TASK DIRECTIONS. Everything in the records below except the pictures must be written out exactly.

--- START ---

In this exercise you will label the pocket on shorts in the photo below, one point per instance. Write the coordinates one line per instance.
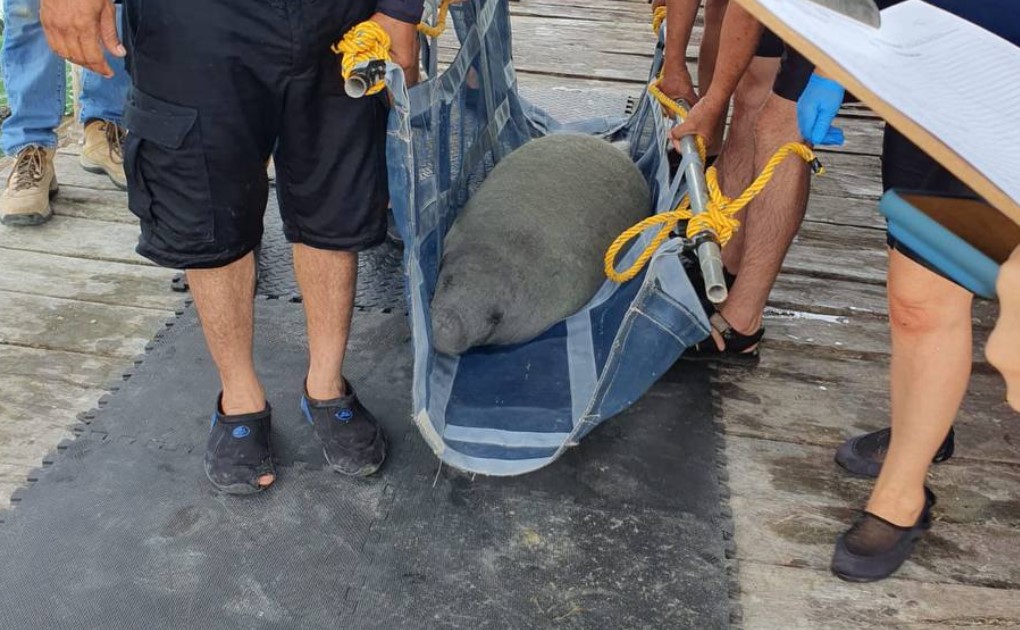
(165, 165)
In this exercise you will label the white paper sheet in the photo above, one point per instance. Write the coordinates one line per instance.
(957, 81)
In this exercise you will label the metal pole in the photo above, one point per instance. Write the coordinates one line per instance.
(709, 252)
(363, 77)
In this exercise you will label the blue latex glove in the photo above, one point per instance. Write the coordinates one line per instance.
(817, 108)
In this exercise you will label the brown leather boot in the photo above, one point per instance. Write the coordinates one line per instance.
(33, 181)
(103, 152)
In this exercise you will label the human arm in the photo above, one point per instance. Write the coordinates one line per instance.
(79, 30)
(676, 83)
(400, 19)
(738, 41)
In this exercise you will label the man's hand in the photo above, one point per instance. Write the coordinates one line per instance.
(816, 109)
(676, 84)
(403, 45)
(703, 119)
(78, 31)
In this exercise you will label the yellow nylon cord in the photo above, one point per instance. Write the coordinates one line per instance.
(365, 42)
(440, 27)
(369, 42)
(719, 215)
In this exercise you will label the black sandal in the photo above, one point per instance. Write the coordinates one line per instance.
(874, 548)
(238, 454)
(735, 349)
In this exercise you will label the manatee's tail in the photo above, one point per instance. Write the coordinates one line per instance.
(449, 332)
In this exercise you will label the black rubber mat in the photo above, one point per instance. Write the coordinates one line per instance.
(122, 530)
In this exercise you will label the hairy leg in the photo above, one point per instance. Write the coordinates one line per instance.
(930, 327)
(327, 281)
(772, 218)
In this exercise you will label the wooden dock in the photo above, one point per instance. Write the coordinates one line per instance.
(79, 305)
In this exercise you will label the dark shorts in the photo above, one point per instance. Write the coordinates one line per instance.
(795, 70)
(905, 166)
(218, 86)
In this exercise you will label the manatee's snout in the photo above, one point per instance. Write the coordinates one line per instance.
(459, 319)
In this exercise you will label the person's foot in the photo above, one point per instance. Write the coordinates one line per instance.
(32, 184)
(352, 440)
(726, 345)
(238, 456)
(864, 455)
(103, 151)
(874, 548)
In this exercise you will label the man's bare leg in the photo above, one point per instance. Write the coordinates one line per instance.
(327, 281)
(736, 160)
(772, 218)
(715, 10)
(223, 299)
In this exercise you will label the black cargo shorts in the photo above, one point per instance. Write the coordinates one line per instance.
(218, 86)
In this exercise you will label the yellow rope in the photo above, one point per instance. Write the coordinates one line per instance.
(658, 16)
(369, 42)
(719, 216)
(365, 42)
(440, 27)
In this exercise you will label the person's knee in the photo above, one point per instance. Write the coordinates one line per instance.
(756, 85)
(922, 303)
(776, 121)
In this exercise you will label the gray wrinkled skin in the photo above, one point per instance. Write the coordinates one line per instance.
(527, 250)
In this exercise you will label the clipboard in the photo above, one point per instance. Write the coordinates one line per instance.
(1002, 190)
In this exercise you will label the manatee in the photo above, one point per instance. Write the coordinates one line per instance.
(527, 249)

--- END ---

ANSWER FOR THE TASK.
In this exercise you will label the pocket on shorts in the photo below, one point per instance. Write the coordinates one line per instance.
(165, 165)
In this exercise you will label the white paper sheet in the photo above, one point per instance. Write the coordinates one line per instance.
(957, 81)
In this exercise you will label the metal pole in the photo above, one point per instance. Write the coordinates one line per instance.
(709, 252)
(363, 77)
In this exercise you will label the blue latex glove in the photo above, one point per instance. Write the coordinates one line per instance.
(817, 108)
In this exercise you will label the brown leather boot in the photo above, one point per instance. Write the coordinates one line per instance.
(33, 181)
(103, 152)
In this exercise you will label the human arm in the photo above, one point per instance. Write the coordinates one line per instance.
(79, 30)
(676, 83)
(400, 19)
(738, 41)
In this exercise you will label the man's hand in the photo above, one point per instance. Write the coordinates one line per instance.
(816, 109)
(676, 84)
(403, 45)
(703, 119)
(78, 31)
In this exercise you will label the yellow nylon cord in the photo above, one point per instance. Write the coordinates one line per instance.
(365, 42)
(440, 27)
(369, 42)
(719, 215)
In this exercise you will label the black sandal in the photo above, one point per instance. Write the coordinates one line per instance.
(874, 548)
(238, 454)
(735, 349)
In this exercise you will label the manatee's tail in the photo above, one point per instance. Write the coordinates one line per instance.
(449, 332)
In this exercise you will label the black rubber mat in the photo above, one point per instance. Write the coordinates one line per instance.
(122, 530)
In this exercise you will label the hairy leg in the photo above, one point per instance. Write the coordinates one line per instance.
(930, 327)
(327, 281)
(772, 218)
In this exercise you will label the wooden dock in the photo above, one point per instance. Write the coordinates one line per instance.
(79, 305)
In this exercise you will label the dark shorts in the photo above, one point per instance. Write the coordinates one line per instance.
(795, 70)
(905, 166)
(218, 86)
In this exercise you will label the manatee's snout in the photo above, one point per instance. Write the coordinates one line per instance.
(459, 319)
In this exercise you will label the person's foot in the photo above, one point per instance. Write the coordinates one line per instance.
(32, 184)
(352, 440)
(726, 345)
(238, 456)
(864, 455)
(103, 151)
(874, 548)
In this exercise you will label the man's bare leg in the photo above, one point per instance. Write the coordinates one line per instance.
(327, 281)
(736, 160)
(772, 218)
(715, 10)
(223, 299)
In this exercise you will label the black cargo shorts in the photo above, one point per instance. Write the coordinates one line per instance.
(218, 86)
In this exercise you will label the yellow rope in the photo above, one point per instance. Write the coordinates one line per instance.
(658, 16)
(369, 42)
(719, 216)
(365, 42)
(440, 27)
In this exercise you will label the person's knee in the photo above, one point per instance. Write the coordinates one line per instance.
(756, 85)
(922, 303)
(776, 121)
In this exercise you will label the gray wrinkled skin in the photo above, one point per instance. Write the coordinates one line per instance.
(527, 250)
In this exercise you will label the clipboard in the photo above, one point per instance. Write the coordinates one line per instance.
(1002, 190)
In this exercise you will label the manatee in the photo above, one point per instance. Write the coordinates one line per instance.
(527, 249)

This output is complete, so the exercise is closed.